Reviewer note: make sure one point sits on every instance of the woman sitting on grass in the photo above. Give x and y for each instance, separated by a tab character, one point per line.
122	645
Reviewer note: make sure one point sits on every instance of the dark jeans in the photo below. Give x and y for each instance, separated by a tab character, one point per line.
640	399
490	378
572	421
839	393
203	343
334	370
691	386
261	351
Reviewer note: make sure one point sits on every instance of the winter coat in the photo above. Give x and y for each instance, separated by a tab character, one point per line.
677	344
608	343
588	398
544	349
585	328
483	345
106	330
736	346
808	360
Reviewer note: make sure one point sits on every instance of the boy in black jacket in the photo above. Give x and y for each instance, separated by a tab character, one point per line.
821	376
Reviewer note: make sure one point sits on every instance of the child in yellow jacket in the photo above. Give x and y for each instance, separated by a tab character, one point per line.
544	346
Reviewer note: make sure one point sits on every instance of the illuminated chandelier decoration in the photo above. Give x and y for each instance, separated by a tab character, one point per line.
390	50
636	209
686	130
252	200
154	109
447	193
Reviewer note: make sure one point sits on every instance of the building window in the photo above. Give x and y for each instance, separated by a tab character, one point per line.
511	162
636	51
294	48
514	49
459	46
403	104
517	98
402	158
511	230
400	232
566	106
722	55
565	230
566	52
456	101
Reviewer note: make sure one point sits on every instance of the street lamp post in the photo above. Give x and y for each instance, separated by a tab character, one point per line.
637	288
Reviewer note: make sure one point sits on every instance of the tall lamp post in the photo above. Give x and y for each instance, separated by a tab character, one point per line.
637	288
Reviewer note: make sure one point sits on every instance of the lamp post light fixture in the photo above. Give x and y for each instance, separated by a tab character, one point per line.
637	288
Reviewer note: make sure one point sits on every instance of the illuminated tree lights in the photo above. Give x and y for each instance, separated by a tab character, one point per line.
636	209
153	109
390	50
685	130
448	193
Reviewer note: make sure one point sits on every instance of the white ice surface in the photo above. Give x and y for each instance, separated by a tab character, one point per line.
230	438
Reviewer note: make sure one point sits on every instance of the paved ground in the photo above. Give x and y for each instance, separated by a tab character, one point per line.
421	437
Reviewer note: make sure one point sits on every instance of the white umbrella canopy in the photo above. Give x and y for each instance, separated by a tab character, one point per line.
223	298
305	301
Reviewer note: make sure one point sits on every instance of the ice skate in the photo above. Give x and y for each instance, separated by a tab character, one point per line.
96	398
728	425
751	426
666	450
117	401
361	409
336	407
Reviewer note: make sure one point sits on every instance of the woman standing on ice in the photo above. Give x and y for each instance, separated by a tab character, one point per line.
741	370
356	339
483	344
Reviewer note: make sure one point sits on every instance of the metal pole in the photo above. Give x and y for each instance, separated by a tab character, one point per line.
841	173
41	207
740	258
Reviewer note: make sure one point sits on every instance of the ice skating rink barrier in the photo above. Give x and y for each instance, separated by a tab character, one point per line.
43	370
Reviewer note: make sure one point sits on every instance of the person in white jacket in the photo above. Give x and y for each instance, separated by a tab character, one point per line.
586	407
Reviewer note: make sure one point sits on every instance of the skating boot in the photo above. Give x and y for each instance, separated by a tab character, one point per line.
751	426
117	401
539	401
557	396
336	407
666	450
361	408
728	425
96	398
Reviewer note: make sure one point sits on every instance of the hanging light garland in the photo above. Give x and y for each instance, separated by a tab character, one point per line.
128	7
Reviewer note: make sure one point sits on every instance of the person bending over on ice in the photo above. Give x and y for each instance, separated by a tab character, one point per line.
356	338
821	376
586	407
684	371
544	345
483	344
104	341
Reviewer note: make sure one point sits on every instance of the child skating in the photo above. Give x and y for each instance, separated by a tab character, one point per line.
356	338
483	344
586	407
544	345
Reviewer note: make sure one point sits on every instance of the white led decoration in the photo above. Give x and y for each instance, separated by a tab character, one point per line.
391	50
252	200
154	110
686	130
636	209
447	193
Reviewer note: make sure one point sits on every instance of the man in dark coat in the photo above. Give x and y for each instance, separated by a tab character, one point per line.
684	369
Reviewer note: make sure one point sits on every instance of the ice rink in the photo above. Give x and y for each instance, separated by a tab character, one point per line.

=-=-=

[OBJECTIVE]: Rewrite all of the material above, replacing "Reviewer note" with "Annotator note" wherever it occurs and keeping everything else unchanged.

[RESPONSE BELOW]:
Annotator note: make sure one point sits on every instance of the woman sitting on grass in the photo above. Give x and y for each instance, separated by a tab character, one point per line.
122	645
Annotator note: make sure one point sits on every instance of the dark jeans in the photo below. Give x and y for each instance, separated by a tab character, one point per line.
640	399
490	378
572	421
839	393
203	343
334	370
691	386
261	351
Annotator note: make sure one point sits on every instance of the winter coat in the photo above. Give x and y for each instance, separated by a tab character, one point per line.
677	344
608	343
588	398
544	349
585	328
483	345
106	330
736	346
808	360
Annotator note: make sure one point sits on every instance of the boy in black jacket in the photo above. Give x and y for each instance, separated by a tab character, one point per line.
821	376
Annotator note: make sure one point sits on every instance of the child in yellow jacket in the photo above. Give x and y for each instance, separated by a tab character, one point per line.
544	346
Annotator note: make sure one point sits on every instance of the illuminated chandelier decoration in the photo above. Give x and y for each instance, separated by a tab character, one point per line.
390	50
636	209
686	130
252	200
154	109
447	193
Annotator note: make sure one point sits on every instance of the building window in the photo above. Give x and y for each instance, separated by a tab character, one point per line.
511	162
636	51
294	48
514	49
459	46
403	104
517	98
402	158
511	230
400	232
566	106
722	55
565	230
566	52
456	101
Annotator note: make sure one point sits on every instance of the street lamp post in the photo above. Give x and y for each instance, separated by a tab character, one point per line.
637	288
Annotator note: make sure one point sits on every instance of the tall lamp post in the photo above. Give x and y for each instance, separated by a tab character, one point per line.
637	288
Annotator note: make sure one point sits on every instance of the lamp post light fixture in the photo above. Give x and y for each instance, separated by a tab character, one point per line.
637	288
Annotator note: make sure one point sits on every instance of the illuminated tree lights in the photo above. Give x and y for each instance, separated by a tab character, one point per line.
636	209
153	109
390	50
685	130
448	193
Annotator note: make sure one point sits on every instance of the white ice surface in the photo above. Give x and y for each instance, separated by a tab character, one point per line.
230	438
Annotator note: make sure one point sits on every instance of the paved ground in the photo above. Give x and y for each instance, separated by a tab character, one point per line.
421	437
Annotator note: make sure one point sits on every instance of the white umbrella canopy in the photo above. Give x and y for each instance, separated by a tab character, one point per line.
223	298
305	301
Annotator note: make sure one point sits on every instance of the ice skate in the photo above. Give x and y for each instance, separated by a tab character, one point per line.
96	398
728	425
751	426
666	450
117	401
361	409
336	407
Annotator note: make sure one point sits on every instance of the woman standing on ice in the photo above. Give x and y for each instance, separated by a tab character, one point per line.
741	370
356	339
483	344
Annotator note: make sure one point sits on every instance of the metal pole in the photo above. Give x and y for each instance, separated by a tab character, one point per line.
841	173
41	207
740	258
Annotator note: make sure one point sits on every instance of the ice skating rink barrier in the photo above. Give x and y for each instance, separated by a tab character, one point per line.
43	370
Annotator note: make sure one point sits on every instance of the person in white jacket in the photo above. Give x and y for each instance, separated by a tab character, one point per line.
586	407
Annotator note: make sure one point sits on every instance of the skating boot in the photo above. Give x and y for each instance, separated by a tab character, one point per line.
751	426
117	401
539	401
557	396
336	407
666	450
361	408
728	425
96	398
Annotator note: make sure one point sits on every instance of the hanging light garland in the photo above. Give x and y for each instance, separated by a tab character, one point per line.
128	7
Annotator note: make sure one point sits on every instance of the person bending over on ice in the photo above. Give x and y for each instance, separated by a tab character, one point per line.
356	338
821	376
586	407
684	371
544	345
483	344
104	341
Annotator note: make sure one point sits on every instance of the child skating in the photo above. Give x and y for each instance, separated by a tab character, one point per line.
356	338
483	344
586	407
544	345
Annotator note: make sure one point sits on every instance of the white led decoration in the photo above. Give x and y for each instance, separated by a tab character, one point per line.
391	50
252	200
154	110
686	130
636	209
447	193
Annotator note: make sure one point sits on every instance of the man in dark coat in the photo above. Give x and y for each instance, separated by a tab character, one point per line.
684	369
Annotator note: make sure one point sits on every instance of the ice rink in the photo above. Give x and y for each instance, separated by a tab character, one point per line.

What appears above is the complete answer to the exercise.